* **Arbeitsauftrag**: Schreiben Sie aus dem Artikel die Passage von „Hope you all“ bis einschließlich „offer a Q&A.“ wortgetreu ab.

Sarah Joue Un Loup-Garou (CH/D 2017, Katharina Wyss) / Tesnota (RU 2017, Kantemir Balagov)

Hope you all enjoyed our homage to the Harvard Sensory Ethnography Lab! Today we’ll head over to UT Connewitz again and continue with two début feature films that impressed us very much, when we stumbled upon it back then:

At 8pm there’ll be the Leipzig premiere of teenage drama SARAH JOUE UN LOUP-GAROU and we’re happy to have director Katharina Wyss coming to the screening to present her film and offer a Q&A.
And at 10pm we’ll show TESNOTA by Alexander Sokurov’s student Kantemir Balagov about a Jewish-Russian community during the dawn of the Second Chechen War. Unfortunately, Balagov can’t make it to the screening today, but still it’s very much worth it to come and watch. Read more about the films below.

* **Gezeigte Daten**:
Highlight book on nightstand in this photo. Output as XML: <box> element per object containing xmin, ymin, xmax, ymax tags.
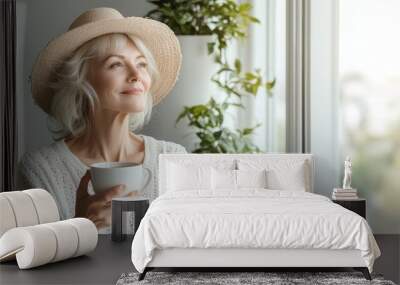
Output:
<box><xmin>332</xmin><ymin>188</ymin><xmax>358</xmax><ymax>200</ymax></box>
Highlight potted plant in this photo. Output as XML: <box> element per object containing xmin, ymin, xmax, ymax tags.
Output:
<box><xmin>146</xmin><ymin>0</ymin><xmax>275</xmax><ymax>153</ymax></box>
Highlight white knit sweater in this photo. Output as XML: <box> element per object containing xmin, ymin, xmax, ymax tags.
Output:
<box><xmin>17</xmin><ymin>136</ymin><xmax>186</xmax><ymax>219</ymax></box>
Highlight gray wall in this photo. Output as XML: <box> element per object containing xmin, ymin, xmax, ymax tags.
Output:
<box><xmin>17</xmin><ymin>0</ymin><xmax>152</xmax><ymax>157</ymax></box>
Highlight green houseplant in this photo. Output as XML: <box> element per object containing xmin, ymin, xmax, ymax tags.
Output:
<box><xmin>146</xmin><ymin>0</ymin><xmax>275</xmax><ymax>153</ymax></box>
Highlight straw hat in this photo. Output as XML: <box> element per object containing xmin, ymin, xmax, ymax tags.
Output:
<box><xmin>31</xmin><ymin>7</ymin><xmax>182</xmax><ymax>113</ymax></box>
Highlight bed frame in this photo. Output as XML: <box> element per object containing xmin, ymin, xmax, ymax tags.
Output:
<box><xmin>139</xmin><ymin>154</ymin><xmax>371</xmax><ymax>280</ymax></box>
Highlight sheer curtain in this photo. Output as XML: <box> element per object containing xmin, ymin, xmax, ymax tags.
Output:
<box><xmin>0</xmin><ymin>0</ymin><xmax>17</xmax><ymax>191</ymax></box>
<box><xmin>228</xmin><ymin>0</ymin><xmax>286</xmax><ymax>152</ymax></box>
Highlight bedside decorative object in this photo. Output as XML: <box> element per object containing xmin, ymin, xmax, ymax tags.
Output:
<box><xmin>111</xmin><ymin>197</ymin><xmax>149</xmax><ymax>241</ymax></box>
<box><xmin>332</xmin><ymin>156</ymin><xmax>358</xmax><ymax>200</ymax></box>
<box><xmin>332</xmin><ymin>198</ymin><xmax>367</xmax><ymax>219</ymax></box>
<box><xmin>343</xmin><ymin>156</ymin><xmax>352</xmax><ymax>189</ymax></box>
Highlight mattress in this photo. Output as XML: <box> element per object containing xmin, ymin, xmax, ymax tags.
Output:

* **Erwartete Ausgabe**:
Hope you all enjoyed our homage to the Harvard Sensory Ethnography Lab! Today we’ll head over to UT Connewitz again and continue with two début feature films that impressed us very much, when we stumbled upon it back then:

At 8pm there’ll be the Leipzig premiere of teenage drama SARAH JOUE UN LOUP-GAROU and we’re happy to have director Katharina Wyss coming to the screening to present her film and offer a Q&A.